> AIM OF THE TASK
Copy every row below word for word, keeping each line unchanged and in its original order.

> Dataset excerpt
□ □ □

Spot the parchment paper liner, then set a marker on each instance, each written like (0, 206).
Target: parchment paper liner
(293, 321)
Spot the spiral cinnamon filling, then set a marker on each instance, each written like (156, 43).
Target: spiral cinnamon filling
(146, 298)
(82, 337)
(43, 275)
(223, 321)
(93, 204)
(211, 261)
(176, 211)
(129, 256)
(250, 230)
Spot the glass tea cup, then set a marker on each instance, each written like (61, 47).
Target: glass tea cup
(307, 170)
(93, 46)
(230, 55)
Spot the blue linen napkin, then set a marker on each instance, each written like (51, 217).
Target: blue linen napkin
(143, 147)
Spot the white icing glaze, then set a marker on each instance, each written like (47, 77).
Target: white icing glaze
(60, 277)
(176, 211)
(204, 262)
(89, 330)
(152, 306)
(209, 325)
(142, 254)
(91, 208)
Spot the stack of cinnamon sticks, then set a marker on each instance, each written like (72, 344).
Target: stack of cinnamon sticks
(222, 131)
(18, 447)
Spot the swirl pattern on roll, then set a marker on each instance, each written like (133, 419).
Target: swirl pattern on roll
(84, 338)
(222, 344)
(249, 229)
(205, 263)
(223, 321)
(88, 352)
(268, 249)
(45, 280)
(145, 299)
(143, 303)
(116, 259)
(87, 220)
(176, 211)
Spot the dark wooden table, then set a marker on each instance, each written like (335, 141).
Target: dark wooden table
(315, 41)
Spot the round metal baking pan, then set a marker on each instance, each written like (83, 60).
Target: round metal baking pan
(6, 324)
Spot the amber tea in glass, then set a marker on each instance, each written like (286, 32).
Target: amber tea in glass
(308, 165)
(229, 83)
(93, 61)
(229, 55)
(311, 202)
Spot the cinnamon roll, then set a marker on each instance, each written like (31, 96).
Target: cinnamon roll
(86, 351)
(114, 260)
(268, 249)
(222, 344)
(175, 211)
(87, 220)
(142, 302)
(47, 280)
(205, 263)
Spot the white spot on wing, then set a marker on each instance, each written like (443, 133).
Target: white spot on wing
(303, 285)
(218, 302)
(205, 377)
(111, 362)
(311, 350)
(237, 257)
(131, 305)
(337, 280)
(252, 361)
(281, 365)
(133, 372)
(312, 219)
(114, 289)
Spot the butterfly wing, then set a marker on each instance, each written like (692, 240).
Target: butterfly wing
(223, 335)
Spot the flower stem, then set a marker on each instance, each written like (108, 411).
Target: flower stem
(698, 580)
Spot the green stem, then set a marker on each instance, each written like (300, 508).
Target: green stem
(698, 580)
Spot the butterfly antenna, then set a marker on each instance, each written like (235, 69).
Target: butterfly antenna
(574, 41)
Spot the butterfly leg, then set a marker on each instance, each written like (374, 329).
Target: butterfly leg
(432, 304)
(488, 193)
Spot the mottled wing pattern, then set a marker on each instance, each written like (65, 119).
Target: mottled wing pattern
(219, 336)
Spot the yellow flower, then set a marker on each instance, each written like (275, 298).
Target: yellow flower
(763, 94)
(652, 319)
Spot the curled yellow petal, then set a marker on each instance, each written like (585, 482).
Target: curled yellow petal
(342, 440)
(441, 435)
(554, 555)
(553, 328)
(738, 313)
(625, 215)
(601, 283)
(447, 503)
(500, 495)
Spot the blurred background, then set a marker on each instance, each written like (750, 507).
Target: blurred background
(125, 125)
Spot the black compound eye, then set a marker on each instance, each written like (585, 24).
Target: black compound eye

□ □ □

> OUTPUT OF THE EXERCISE
Spot the parchment paper liner, then set a marker on each instance, each written like (0, 206).
Target: parchment paper liner
(293, 321)
Spot the spiral cinnamon filling, then set a marker on each instance, each written like (156, 43).
Target: spiral cinnamon filling
(146, 298)
(82, 337)
(43, 275)
(223, 321)
(93, 204)
(211, 261)
(176, 211)
(129, 256)
(250, 230)
Spot the glass tea cup, then set a marker on each instance, each written like (61, 47).
Target: glass tea cup
(307, 170)
(93, 46)
(230, 55)
Spot the blue linen napkin, then set a marker on each instance, each written like (51, 217).
Target: blue linen napkin
(143, 147)
Spot the white icing glaze, then set a marker on each instance, each written like (47, 77).
Target: white icing glaze
(60, 277)
(176, 211)
(204, 262)
(89, 330)
(152, 306)
(209, 325)
(142, 254)
(91, 208)
Spot the stack of cinnamon sticks, then set a marker on each instance, each written like (72, 344).
Target: stack of cinnamon sticks
(222, 131)
(18, 447)
Spot the swirl pattern on roll, then set a marker on each instance, each written like (133, 419).
Target: swirl pattern on roll
(84, 338)
(222, 344)
(249, 229)
(205, 263)
(223, 321)
(88, 352)
(268, 249)
(45, 280)
(145, 299)
(143, 303)
(116, 259)
(87, 220)
(176, 211)
Spot the dark wooden table, then set a marker on each instance, each written like (335, 141).
Target: dark wooden table
(315, 41)
Spot the round metal baking pan, then set a marker on each instance, each written like (83, 60).
Target: round metal baking pan
(6, 324)
Spot the amber tea in glass, then set a marker on each instance, each written like (286, 32).
Target: amber tea in glass
(308, 165)
(229, 83)
(93, 61)
(229, 55)
(311, 202)
Spot the cinnamon roll, then set a marker on each instance, each written like (31, 96).
Target: cinnamon roll
(86, 351)
(114, 260)
(268, 249)
(222, 344)
(175, 211)
(87, 220)
(142, 302)
(47, 280)
(205, 263)
Spot the white spot on wing, then set a marker on each instance, each written like (443, 133).
Target: white spot on wing
(303, 285)
(218, 302)
(205, 377)
(111, 362)
(311, 350)
(237, 257)
(131, 305)
(337, 280)
(252, 361)
(281, 365)
(133, 372)
(312, 219)
(114, 289)
Spot the butterfly wing, then set a marker on each instance, each written like (692, 240).
Target: butterfly wing
(223, 335)
Spot the flower stem, then set a marker on each instance, each written like (108, 411).
Target: flower stem
(698, 580)
Spot the green stem, then set a marker on each instance, each written like (300, 508).
Target: green stem
(698, 580)
Spot the butterfly antenna, then set a marker on each instance, each written like (235, 69).
Target: butterfly antenna
(574, 41)
Spot the butterfly leg, then set a marker on each instance, each written like (374, 329).
Target: butterfly leg
(432, 304)
(488, 193)
Spot the mottled wing pattern, then set a marker on each instance, each written like (65, 119).
Target: mottled wing pattern
(219, 336)
Spot the yellow flower, then set a marker on each instance, each written like (275, 298).
Target: yellow flower
(763, 94)
(652, 319)
Spot the curled yellow petal, then set a marker on each instance, each written like (585, 482).
Target: curled yellow petal
(342, 440)
(441, 435)
(554, 555)
(553, 328)
(738, 313)
(625, 215)
(601, 283)
(447, 503)
(500, 495)
Spot the blurred background, then set a marker on each instance, each written like (750, 507).
Target: blurred background
(125, 125)
Spot the black compound eye, then set a marker on each instance, each written like (585, 24).
Target: black compound eye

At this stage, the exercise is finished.